▶ TESTO:
In questo groviglio di tentate suggestioni qualcosa di più significativo comunque avviene. Solo pochi giorni fa, da queste pagine, parlammo di un “partito che non c’è, quello al quale avrebbero potuto far riferimento quel gran numero di elettori “moderati” o non votanti, orfani di credibili riferimenti ai quali rivolgersi . Oggi, dopo poche ore e con tutti i se e i ma del caso, siamo costretti a richiedervi di ritenere modificata la definizione in il “partito che  forse non c’è”.

La ragione di questa richiesta nasce dall’ondeggiare di Calenda, un leader che a livello di consenso i famosi sondaggi classificano oggi al terzo livello ma che  al momento è riuscito a mettersi al primo posto nell’attenzione mediatica.

(Dati di puntamento per espressioni referenziali)
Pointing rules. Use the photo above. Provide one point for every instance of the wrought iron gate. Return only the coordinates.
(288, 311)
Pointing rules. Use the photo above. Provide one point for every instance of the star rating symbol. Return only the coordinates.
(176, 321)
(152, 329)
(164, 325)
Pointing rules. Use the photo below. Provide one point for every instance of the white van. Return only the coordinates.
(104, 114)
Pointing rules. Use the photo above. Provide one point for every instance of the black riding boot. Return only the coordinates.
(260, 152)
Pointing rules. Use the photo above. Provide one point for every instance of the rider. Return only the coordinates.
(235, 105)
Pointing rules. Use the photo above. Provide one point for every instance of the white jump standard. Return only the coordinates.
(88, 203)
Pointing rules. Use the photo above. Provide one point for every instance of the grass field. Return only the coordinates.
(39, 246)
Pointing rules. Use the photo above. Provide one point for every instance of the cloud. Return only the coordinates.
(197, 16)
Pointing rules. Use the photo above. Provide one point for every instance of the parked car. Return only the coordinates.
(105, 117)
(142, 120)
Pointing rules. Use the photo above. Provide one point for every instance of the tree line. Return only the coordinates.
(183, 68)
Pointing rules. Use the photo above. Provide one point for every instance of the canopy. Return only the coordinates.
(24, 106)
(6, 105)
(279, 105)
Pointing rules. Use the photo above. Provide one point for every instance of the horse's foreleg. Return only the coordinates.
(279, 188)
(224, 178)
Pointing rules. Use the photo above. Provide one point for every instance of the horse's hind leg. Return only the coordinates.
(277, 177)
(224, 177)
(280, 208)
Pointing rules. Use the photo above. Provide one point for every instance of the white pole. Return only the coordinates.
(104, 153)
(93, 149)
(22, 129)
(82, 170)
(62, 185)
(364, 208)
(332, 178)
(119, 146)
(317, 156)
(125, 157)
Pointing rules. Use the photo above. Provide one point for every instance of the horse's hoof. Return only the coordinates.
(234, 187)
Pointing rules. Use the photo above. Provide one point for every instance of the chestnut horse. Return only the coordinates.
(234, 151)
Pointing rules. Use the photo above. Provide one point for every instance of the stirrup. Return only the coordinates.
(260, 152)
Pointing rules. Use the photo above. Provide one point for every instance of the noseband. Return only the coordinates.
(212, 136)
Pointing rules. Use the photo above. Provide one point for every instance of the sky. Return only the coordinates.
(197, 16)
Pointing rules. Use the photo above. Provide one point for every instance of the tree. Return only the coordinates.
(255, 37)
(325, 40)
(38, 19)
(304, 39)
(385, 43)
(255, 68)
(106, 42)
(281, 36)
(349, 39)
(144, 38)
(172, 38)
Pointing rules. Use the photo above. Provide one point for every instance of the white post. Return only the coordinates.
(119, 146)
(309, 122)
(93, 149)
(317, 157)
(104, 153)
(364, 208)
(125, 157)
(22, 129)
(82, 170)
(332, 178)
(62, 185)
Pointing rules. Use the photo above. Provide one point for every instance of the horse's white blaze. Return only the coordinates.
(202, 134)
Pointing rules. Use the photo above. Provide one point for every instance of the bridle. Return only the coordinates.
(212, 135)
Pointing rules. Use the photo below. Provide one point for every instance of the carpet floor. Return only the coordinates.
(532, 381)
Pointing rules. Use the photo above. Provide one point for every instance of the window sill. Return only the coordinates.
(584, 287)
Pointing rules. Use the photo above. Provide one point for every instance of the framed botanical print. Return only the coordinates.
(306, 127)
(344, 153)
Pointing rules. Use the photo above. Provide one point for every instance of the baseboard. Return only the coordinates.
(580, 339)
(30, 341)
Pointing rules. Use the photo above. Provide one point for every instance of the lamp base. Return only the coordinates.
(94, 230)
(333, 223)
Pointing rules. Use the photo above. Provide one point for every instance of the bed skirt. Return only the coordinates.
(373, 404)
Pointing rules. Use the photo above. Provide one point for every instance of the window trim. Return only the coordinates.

▶ CONSEGNA:
Riporta senza modifiche il passo del testo su Calenda che va da "In questo groviglio" a "posto nell’attenzione mediatica.".

▶ LA TUA RISPOSTA:
In questo groviglio di tentate suggestioni qualcosa di più significativo comunque avviene. Solo pochi giorni fa, da queste pagine, parlammo di un “partito che non c’è, quello al quale avrebbero potuto far riferimento quel gran numero di elettori “moderati” o non votanti, orfani di credibili riferimenti ai quali rivolgersi . Oggi, dopo poche ore e con tutti i se e i ma del caso, siamo costretti a richiedervi di ritenere modificata la definizione in il “partito che  forse non c’è”.

La ragione di questa richiesta nasce dall’ondeggiare di Calenda, un leader che a livello di consenso i famosi sondaggi classificano oggi al terzo livello ma che  al momento è riuscito a mettersi al primo posto nell’attenzione mediatica.